**Instructions for the task**
Word for word, restate the lines of the data from the first through the one containing "the potted plant", and nothing else.

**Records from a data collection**
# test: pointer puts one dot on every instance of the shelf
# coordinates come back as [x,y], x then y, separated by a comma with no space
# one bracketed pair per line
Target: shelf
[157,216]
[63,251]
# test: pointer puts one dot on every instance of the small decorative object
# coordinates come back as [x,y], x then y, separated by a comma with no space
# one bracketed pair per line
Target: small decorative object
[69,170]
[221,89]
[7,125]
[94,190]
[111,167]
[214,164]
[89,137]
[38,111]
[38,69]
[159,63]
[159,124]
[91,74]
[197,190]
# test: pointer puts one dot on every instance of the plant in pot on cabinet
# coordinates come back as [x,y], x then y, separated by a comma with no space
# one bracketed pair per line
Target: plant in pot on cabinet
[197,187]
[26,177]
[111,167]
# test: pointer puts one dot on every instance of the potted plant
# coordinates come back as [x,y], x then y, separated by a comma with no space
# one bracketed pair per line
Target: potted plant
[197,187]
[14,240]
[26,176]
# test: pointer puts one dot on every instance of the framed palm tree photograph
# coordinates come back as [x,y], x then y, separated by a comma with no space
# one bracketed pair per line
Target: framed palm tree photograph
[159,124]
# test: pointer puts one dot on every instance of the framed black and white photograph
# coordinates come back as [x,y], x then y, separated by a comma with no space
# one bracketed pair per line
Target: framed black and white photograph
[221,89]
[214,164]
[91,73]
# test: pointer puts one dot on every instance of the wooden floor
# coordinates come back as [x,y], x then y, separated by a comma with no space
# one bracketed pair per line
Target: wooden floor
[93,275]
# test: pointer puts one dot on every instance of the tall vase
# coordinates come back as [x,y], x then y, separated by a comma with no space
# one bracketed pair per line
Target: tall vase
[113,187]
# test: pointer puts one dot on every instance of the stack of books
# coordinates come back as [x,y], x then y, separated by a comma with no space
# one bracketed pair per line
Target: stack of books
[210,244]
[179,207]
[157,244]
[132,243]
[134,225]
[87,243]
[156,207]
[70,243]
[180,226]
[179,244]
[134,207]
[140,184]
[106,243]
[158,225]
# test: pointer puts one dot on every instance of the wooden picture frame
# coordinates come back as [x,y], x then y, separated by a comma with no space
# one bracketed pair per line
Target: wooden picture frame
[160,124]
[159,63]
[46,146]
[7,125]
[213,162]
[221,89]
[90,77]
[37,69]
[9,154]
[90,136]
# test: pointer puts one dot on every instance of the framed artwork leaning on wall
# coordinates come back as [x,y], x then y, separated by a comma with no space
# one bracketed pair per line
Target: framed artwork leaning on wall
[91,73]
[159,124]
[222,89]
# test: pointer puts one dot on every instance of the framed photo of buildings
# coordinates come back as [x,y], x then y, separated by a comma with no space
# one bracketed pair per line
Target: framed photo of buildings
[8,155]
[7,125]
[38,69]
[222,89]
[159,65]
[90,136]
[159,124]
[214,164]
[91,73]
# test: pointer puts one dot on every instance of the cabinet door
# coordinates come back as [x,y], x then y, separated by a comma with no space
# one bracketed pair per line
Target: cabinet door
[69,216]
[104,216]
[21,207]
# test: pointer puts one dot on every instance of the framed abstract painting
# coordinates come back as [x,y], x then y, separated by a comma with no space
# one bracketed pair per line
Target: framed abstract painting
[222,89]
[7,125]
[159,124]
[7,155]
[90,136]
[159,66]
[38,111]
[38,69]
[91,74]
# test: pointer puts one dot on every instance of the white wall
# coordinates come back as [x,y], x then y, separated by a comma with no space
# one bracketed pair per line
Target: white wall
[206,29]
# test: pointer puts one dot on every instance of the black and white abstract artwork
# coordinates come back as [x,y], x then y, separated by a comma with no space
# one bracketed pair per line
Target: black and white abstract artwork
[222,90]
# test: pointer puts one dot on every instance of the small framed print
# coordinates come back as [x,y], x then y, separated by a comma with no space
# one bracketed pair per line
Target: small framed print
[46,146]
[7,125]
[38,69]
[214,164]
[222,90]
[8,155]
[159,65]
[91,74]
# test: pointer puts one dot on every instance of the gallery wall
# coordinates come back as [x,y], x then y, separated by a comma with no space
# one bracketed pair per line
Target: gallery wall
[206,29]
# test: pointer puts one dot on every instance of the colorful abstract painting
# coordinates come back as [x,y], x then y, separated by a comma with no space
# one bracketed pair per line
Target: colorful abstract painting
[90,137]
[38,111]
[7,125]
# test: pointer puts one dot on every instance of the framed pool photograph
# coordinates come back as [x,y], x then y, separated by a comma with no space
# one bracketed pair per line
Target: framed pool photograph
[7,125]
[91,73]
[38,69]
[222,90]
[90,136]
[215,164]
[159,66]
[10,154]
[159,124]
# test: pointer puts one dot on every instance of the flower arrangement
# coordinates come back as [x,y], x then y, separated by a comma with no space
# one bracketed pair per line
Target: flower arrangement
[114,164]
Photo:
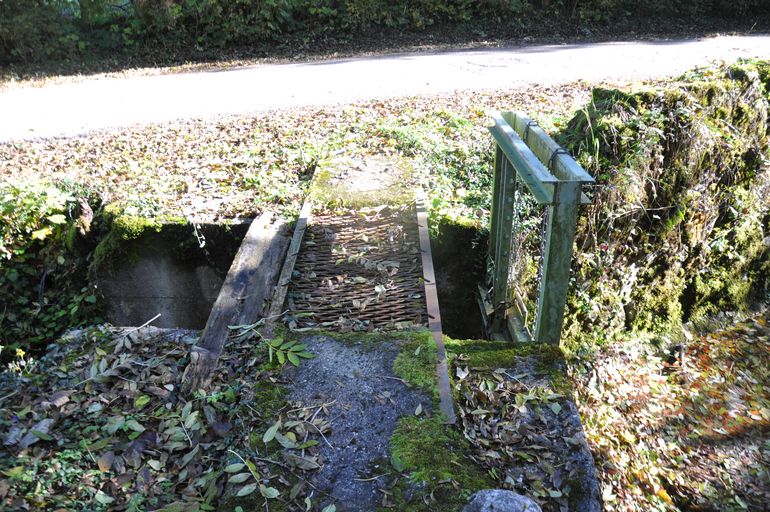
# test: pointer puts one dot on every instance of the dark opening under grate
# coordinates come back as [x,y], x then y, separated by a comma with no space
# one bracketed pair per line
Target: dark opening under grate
[359,271]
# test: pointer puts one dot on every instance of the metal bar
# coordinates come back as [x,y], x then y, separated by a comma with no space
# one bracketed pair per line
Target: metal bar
[563,166]
[434,317]
[557,257]
[531,171]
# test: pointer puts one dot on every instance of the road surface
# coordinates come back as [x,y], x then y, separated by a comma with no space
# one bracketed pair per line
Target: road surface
[75,108]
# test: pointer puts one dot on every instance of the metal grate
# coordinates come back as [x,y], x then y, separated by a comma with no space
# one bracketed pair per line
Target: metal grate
[359,271]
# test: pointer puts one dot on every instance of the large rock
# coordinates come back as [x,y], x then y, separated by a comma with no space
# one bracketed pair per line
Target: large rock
[498,500]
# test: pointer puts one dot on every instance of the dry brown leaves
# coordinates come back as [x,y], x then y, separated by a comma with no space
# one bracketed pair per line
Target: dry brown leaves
[682,428]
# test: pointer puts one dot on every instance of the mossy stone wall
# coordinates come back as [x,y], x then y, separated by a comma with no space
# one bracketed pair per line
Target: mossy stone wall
[679,223]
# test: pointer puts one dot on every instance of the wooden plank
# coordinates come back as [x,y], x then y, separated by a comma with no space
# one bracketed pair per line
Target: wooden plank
[531,170]
[557,259]
[501,255]
[282,287]
[434,317]
[241,298]
[563,166]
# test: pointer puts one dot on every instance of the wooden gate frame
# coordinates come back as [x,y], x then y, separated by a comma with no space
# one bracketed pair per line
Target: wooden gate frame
[526,152]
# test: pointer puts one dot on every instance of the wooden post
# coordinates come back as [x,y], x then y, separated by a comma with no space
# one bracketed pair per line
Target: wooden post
[557,187]
[557,258]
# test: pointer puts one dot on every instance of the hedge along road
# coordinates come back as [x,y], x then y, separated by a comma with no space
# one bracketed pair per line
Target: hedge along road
[76,108]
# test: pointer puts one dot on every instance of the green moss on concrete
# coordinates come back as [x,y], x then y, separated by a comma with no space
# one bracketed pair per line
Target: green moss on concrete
[435,455]
[490,355]
[330,192]
[416,363]
[121,230]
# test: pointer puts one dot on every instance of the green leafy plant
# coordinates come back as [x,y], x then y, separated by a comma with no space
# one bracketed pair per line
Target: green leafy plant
[291,351]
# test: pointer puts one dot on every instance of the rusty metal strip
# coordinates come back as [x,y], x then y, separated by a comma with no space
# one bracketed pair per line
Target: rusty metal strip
[434,316]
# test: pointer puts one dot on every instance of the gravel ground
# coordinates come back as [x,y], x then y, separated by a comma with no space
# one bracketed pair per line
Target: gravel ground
[366,400]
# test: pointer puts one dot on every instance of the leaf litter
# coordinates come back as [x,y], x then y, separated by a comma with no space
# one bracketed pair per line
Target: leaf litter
[686,425]
[101,426]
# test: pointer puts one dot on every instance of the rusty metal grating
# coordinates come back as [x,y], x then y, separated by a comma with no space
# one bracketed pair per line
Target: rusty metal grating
[359,271]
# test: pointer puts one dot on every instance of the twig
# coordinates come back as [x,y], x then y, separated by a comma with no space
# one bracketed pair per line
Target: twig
[287,468]
[256,479]
[185,431]
[134,329]
[321,433]
[9,395]
[370,479]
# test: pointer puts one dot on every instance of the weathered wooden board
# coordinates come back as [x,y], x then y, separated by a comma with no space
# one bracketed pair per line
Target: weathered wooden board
[282,287]
[434,317]
[249,283]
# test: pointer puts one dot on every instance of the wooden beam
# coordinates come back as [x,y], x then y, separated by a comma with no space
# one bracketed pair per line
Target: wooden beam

**Exercise response**
# test: pointer puts one dot on every instance of the shelf
# coordinates come back as [x,y], x then y, separated by a comma with no space
# one bracketed pair per line
Target: shelf
[157,216]
[63,251]
# test: pointer puts one dot on every instance of the small decorative object
# coordinates come back as [x,y], x then y, separated by a comma with no space
# one bracketed pair per line
Target: small decorative object
[69,170]
[221,89]
[7,125]
[94,190]
[111,167]
[214,164]
[89,137]
[38,111]
[38,69]
[159,63]
[159,124]
[91,74]
[197,190]
# test: pointer puts one dot on every instance of the plant in pot on cabinet
# coordinates come back as [x,y], x then y, separated by a comma with no space
# one bracketed pair per line
Target: plant in pot on cabinet
[197,187]
[26,177]
[111,167]
# test: pointer puts one dot on every instance of the potted plant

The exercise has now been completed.